● Problem 1
Copy out the records word for word, starting at the line that contains "[locate] the white pleated" and ending with the final line of the records.

● Reading text
Such feelings or emotions can cause different effects, either voluntary or involuntary such as horror or humor, anger or laughter, smile or blush etc.

Conflicting issues

An employee always has several conflicting issues bothering him such as career vs family, matrimonial issues, financial problems and inter personal problems. However, it is a pleasure to give advice, humiliating to need it, normal to ignore it. A humane leader understands this through extreme sensitivity and empathy.

Empathetic listening is not easy and comes with a lot of sacrifice and practice as empathy has two parts — the skill [the tip of the iceberg] and the attitude [the mass of the iceberg].

A leader has to be a good empathetic listener to provide vent for an employee’s frustrations. A leader also needs to do this genuinely allowing an employee to open up.

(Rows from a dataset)
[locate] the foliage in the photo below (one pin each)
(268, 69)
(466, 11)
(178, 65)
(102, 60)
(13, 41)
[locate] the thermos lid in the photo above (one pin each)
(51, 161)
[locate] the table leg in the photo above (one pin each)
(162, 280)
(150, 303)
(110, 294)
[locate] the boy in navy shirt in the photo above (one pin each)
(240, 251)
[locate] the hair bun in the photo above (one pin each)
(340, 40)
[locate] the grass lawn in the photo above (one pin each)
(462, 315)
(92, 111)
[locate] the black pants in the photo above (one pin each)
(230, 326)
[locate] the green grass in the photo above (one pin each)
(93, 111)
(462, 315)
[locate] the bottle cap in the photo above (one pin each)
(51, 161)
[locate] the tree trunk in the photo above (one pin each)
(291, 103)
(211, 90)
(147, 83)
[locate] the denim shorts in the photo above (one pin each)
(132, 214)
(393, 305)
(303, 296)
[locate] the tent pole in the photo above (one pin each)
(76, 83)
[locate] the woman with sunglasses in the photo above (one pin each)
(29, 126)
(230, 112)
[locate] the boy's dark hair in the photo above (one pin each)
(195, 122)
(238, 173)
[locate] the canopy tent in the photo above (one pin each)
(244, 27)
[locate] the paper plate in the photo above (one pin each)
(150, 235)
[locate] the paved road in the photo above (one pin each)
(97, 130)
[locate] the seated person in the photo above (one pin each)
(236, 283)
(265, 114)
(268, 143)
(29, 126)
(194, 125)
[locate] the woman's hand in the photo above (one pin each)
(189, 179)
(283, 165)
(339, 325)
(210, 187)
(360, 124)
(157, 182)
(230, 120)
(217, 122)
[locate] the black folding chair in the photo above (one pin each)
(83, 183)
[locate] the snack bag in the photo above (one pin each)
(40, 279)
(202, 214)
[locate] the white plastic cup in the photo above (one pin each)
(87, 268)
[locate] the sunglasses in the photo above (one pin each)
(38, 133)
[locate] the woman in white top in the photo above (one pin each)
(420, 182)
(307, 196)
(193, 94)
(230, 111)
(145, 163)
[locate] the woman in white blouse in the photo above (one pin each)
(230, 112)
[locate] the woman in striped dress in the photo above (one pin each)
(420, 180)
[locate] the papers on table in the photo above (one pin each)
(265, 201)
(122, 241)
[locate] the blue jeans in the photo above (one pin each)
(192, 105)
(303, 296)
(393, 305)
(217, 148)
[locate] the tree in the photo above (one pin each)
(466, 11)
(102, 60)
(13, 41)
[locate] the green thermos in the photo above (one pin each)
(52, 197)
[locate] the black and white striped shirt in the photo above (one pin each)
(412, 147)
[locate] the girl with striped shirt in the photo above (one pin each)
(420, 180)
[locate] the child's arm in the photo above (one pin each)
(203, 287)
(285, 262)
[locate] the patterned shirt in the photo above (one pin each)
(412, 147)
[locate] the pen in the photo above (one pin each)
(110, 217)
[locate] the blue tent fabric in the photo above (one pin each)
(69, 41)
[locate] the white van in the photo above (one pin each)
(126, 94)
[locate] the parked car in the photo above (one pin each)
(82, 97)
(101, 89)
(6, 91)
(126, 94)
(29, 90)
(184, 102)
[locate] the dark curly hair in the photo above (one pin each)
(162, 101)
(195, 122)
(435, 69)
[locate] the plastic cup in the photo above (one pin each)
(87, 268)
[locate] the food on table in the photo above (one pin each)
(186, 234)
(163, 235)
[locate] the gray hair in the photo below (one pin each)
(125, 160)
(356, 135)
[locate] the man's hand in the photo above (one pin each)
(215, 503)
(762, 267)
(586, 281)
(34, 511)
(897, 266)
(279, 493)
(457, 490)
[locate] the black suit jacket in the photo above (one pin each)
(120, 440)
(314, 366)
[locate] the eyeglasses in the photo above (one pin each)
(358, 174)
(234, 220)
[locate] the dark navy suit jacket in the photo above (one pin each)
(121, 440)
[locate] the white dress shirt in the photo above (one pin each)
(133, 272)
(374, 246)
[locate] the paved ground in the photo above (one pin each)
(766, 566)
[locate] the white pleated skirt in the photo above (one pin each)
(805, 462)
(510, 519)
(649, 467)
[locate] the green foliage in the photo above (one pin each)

● Problem 2
Extract the full passage on empathetic leadership and reproduce it word for word.

● Complete response 1
[locate] the white pleated skirt in the photo above (one pin each)
(805, 462)
(510, 519)
(649, 467)
[locate] the green foliage in the photo above (one pin each)

● Complete response 2
Such feelings or emotions can cause different effects, either voluntary or involuntary such as horror or humor, anger or laughter, smile or blush etc.

Conflicting issues

An employee always has several conflicting issues bothering him such as career vs family, matrimonial issues, financial problems and inter personal problems. However, it is a pleasure to give advice, humiliating to need it, normal to ignore it. A humane leader understands this through extreme sensitivity and empathy.

Empathetic listening is not easy and comes with a lot of sacrifice and practice as empathy has two parts — the skill [the tip of the iceberg] and the attitude [the mass of the iceberg].

A leader has to be a good empathetic listener to provide vent for an employee’s frustrations. A leader also needs to do this genuinely allowing an employee to open up.